What the task asks ->
Continue the article on USA Today's reporting about Capitol riot defendants' online fundraising from the point where it stops.

(Provided passage)

Journalists Attack the Powerless, Then Self-Victimize to Bar Criticisms of Themselves – Glenn Greenwald

Posted by M. C. on March 29, 2021

The same Gannett/USA Today where people in Philadelphia, York and other places that couldn’t find Erie on a map, dictate what gets printed in “Your” Erie paper.

https://greenwald.substack.com/p/journalists-attack-the-powerless

Glenn Greenwald

The daily newspaper USA Today is the second-most circulated print newspaper in the United States — more than The New York Times and more than double The Washington Post. Only The Wall Street Journal has higher circulation numbers.

On Sunday, the paper published and heavily promoted a repellent article complaining that “defendants accused in the Capitol riot Jan. 6 crowdfund their legal fees online, using popular payment processors and an expanding network of fundraising platforms, despite a crackdown by tech companies.” It provided a road map for snitching on how these private citizens — who are charged with serious felonies by the U.S. Justice Department but as of yet convicted of nothing — are engaged in “a game of cat-and-mouse as they spring from one fundraising tool to another” in order to avoid bans on their ability to raise desperately needed funds to pay their criminal lawyers to mount a vigorous defense.

In other words, the only purpose of the article — headlined: “Insurrection fundraiser: Capitol riot extremists, Trump supporters raise money for lawyer bills online” — was to pressure and shame tech companies to do more to block these criminal defendants from being able to raise funds for their legal fees, and to tattle to tech companies by showing them what techniques these indigent defendants are using to raise money online.

The USA Today reporters went far beyond merely reporting how this fundraising was being conducted. They went so far as to tattle to PayPal and other funding sites on two of those defendants, Joe Biggs and Dominic Pezzola, and then boasted of their success in having their accounts terminated:

As of Wednesday afternoon, the Biggs fundraiser was listed as having received $52,201. Pezzola had received $730. Biggs’ campaign disappeared from the site shortly after USA TODAY inquired about it….

Friday, a USA TODAY reporter donated to Pezzola’s fundraiser using Stripe. Stripe told USA TODAY it does not comment on individual users. A USA TODAY reporter was able to make a $1 donation to Pezzola’s fundraiser using Venmo, a payment app owned by PayPal. After being alerted by USA TODAY, Venmo removed the account.

(End Provided passage)
(Entries provided)

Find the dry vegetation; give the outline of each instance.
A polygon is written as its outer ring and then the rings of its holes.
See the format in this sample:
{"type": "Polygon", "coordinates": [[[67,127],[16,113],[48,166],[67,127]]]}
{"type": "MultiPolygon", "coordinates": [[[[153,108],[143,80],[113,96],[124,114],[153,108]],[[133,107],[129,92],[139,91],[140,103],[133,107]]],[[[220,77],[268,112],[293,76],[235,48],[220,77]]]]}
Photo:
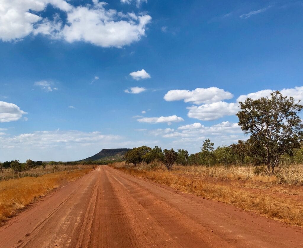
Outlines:
{"type": "MultiPolygon", "coordinates": [[[[63,171],[68,171],[75,169],[80,170],[87,169],[87,165],[61,165],[55,166],[47,165],[43,169],[40,166],[31,168],[30,171],[22,171],[18,173],[15,173],[11,168],[4,169],[0,173],[0,181],[8,180],[11,179],[18,179],[25,177],[36,177],[43,175],[55,172],[59,172],[63,171]]],[[[88,167],[91,167],[91,166],[88,167]]]]}
{"type": "MultiPolygon", "coordinates": [[[[56,172],[52,173],[53,169],[50,168],[38,168],[31,171],[34,177],[23,176],[18,179],[0,181],[0,222],[12,216],[49,190],[74,180],[92,170],[92,166],[87,166],[57,168],[56,172]]],[[[6,176],[8,177],[10,173],[7,173],[6,176]]]]}
{"type": "Polygon", "coordinates": [[[280,168],[276,175],[271,176],[258,170],[256,172],[260,174],[256,175],[255,169],[249,167],[177,166],[168,172],[161,164],[134,167],[122,162],[112,166],[183,192],[303,226],[303,189],[301,186],[285,186],[282,183],[302,185],[303,168],[301,166],[280,168]],[[252,188],[256,186],[263,188],[252,188]],[[285,193],[287,196],[284,197],[285,193]],[[292,195],[295,198],[292,198],[292,195]]]}

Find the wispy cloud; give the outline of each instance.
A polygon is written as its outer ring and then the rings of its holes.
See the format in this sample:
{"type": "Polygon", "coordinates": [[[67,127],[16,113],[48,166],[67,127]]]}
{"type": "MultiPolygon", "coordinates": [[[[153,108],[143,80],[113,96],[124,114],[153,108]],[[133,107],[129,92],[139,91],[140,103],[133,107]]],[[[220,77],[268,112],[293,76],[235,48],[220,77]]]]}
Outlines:
{"type": "Polygon", "coordinates": [[[58,88],[56,87],[52,88],[52,85],[53,84],[52,82],[44,80],[35,82],[34,85],[41,87],[42,90],[46,92],[50,92],[53,90],[58,90],[58,88]]]}
{"type": "Polygon", "coordinates": [[[243,18],[244,19],[248,18],[252,15],[257,15],[257,14],[260,14],[260,13],[265,12],[271,7],[271,6],[270,5],[266,8],[261,8],[260,9],[258,9],[258,10],[254,10],[253,11],[251,11],[250,12],[248,13],[247,14],[242,14],[239,17],[240,18],[243,18]]]}
{"type": "Polygon", "coordinates": [[[89,84],[93,84],[93,83],[96,81],[96,80],[99,80],[99,77],[98,76],[95,76],[95,78],[94,78],[94,79],[93,79],[92,81],[89,83],[89,84]]]}
{"type": "Polygon", "coordinates": [[[146,90],[146,89],[143,87],[132,87],[130,89],[130,91],[128,89],[124,90],[124,92],[131,94],[138,94],[146,90]]]}

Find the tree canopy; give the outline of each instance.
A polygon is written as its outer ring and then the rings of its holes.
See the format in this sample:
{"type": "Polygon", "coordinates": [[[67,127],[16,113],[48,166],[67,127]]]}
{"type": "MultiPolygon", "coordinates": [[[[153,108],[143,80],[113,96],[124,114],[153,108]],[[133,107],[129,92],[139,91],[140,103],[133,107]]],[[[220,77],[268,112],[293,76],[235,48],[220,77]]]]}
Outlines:
{"type": "Polygon", "coordinates": [[[239,125],[246,134],[250,155],[273,171],[283,155],[292,155],[300,147],[303,124],[298,116],[303,106],[278,91],[270,97],[248,98],[239,103],[239,125]]]}

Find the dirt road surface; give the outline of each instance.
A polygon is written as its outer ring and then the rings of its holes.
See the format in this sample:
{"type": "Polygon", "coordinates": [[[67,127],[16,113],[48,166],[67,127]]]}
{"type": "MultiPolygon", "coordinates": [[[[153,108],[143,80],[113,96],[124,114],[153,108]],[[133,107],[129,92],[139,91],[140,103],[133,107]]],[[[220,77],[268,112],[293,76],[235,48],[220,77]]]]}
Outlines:
{"type": "Polygon", "coordinates": [[[0,247],[302,247],[303,228],[106,166],[0,227],[0,247]]]}

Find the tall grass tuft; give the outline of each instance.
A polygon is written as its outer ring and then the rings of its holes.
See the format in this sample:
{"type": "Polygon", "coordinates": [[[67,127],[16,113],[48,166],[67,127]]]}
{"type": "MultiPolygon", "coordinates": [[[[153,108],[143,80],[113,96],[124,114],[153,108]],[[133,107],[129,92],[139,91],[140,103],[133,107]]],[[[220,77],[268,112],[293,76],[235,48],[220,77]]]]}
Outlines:
{"type": "Polygon", "coordinates": [[[0,222],[5,220],[48,191],[75,180],[92,170],[86,168],[48,173],[0,182],[0,222]]]}

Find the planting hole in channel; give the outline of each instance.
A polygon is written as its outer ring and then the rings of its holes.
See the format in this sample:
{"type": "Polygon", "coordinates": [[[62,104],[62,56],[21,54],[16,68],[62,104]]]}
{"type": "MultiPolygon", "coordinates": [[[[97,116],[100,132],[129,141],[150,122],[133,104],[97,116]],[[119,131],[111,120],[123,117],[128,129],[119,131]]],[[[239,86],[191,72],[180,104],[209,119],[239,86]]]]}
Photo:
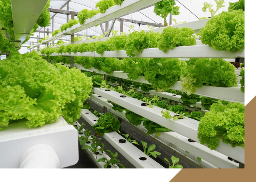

(End Entries provided)

Output for this task ->
Soon a PayPal account took its place. PayPal caught that and removed it, too. 

Wow, what brave and intrepid journalistic work: speaking truth to power and standing up to major power centers by . . . working as little police officers for tech giants to prevent private citizens from being able to afford criminal lawyers. Clear the shelves for the imminent Pulitzer. Whatever you think about the Capitol riot, everyone has the right to a legal defense and to do what they can to ensure they have the best legal defense possible — especially when the full weight of the Justice Department is crashing down on your head even for non-violent offenses, which is what many of these defendants are charged with due to the politically charged nature of the investigation.

The right to a vigorous defense has always been a central cause of mine as a lawyer and a journalist (it also used to be a central cause of left-wing groups like the ACLU, years ago; it was that same principle that caused then-candidate Kamala Harris to solicit donations last summer that went to protesters charged with violent rioting). A federal prosecutor was recently referred for disciplinary procedures for publicly threatening to charge some of these Capitol protesters with sedition, one of the gravest crimes in the U.S. Code. That is how grave the legal jeopardy is faced by these people trying to raise money for lawyers.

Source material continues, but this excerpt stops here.